> **GOAL**: Gather every line of the items below that contains the string "window", copying each one. Treat uppercase and lowercase as different.

---------- INPUT FOR THIS TASK ----------

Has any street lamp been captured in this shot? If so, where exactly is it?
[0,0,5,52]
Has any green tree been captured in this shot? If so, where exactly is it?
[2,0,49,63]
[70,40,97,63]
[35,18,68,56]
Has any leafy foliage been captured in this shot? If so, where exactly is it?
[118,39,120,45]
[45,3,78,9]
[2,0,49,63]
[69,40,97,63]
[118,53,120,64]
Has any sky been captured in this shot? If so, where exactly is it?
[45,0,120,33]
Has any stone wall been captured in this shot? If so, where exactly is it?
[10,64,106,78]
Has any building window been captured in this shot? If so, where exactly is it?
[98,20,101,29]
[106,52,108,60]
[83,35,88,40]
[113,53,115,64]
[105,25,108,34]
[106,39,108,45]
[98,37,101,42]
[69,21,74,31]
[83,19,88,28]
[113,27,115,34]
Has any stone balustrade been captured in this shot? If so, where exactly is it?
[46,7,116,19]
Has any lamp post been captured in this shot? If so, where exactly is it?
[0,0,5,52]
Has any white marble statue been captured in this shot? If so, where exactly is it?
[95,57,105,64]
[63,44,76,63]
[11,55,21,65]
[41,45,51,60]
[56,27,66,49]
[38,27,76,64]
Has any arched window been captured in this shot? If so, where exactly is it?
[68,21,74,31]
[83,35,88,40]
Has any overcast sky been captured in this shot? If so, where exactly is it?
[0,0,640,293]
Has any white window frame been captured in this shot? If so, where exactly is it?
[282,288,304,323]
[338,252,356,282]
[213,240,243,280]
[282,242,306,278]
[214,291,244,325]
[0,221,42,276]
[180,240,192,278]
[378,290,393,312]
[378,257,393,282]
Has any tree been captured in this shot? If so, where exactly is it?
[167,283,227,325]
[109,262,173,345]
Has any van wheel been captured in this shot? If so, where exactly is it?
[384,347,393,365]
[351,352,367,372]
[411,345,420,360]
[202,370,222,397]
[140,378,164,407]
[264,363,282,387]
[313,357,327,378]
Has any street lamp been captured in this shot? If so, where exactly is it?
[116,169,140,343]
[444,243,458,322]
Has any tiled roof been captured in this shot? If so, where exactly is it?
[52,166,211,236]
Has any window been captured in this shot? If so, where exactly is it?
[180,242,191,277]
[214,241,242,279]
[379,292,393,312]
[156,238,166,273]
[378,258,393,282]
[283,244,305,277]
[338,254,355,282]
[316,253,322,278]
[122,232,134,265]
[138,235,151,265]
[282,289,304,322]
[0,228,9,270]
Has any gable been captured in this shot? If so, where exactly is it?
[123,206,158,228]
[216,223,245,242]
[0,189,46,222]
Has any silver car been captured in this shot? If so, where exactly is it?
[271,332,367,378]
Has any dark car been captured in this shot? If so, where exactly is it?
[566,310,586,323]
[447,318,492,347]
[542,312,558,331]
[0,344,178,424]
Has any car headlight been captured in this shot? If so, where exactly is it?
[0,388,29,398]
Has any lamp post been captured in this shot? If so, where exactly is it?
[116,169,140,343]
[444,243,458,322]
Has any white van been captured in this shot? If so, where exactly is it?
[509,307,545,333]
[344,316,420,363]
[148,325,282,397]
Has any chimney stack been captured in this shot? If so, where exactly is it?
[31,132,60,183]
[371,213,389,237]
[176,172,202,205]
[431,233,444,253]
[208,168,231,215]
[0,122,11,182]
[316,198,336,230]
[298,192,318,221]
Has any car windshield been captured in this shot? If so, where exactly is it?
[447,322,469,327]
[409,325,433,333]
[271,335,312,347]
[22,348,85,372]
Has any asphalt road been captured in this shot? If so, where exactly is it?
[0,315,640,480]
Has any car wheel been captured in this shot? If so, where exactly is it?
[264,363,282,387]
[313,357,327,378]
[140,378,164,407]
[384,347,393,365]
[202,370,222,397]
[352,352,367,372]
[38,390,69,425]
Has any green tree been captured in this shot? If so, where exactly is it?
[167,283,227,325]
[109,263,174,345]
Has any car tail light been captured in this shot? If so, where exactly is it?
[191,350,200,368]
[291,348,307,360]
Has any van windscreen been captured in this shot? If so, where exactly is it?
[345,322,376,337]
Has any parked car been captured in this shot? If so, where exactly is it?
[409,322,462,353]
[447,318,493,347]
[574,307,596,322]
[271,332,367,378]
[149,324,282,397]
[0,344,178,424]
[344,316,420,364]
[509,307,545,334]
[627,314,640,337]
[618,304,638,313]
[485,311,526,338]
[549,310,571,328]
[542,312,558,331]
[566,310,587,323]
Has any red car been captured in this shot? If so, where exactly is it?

----------

> **REPLY TO THE TASK**:
Has any building window been captured in this shot? If so, where exactly is it?
Has any arched window been captured in this shot? If so, where exactly is it?
Has any white window frame been captured in this shot? If so, where exactly is it?
Has any window been captured in this shot? If so, where exactly is it?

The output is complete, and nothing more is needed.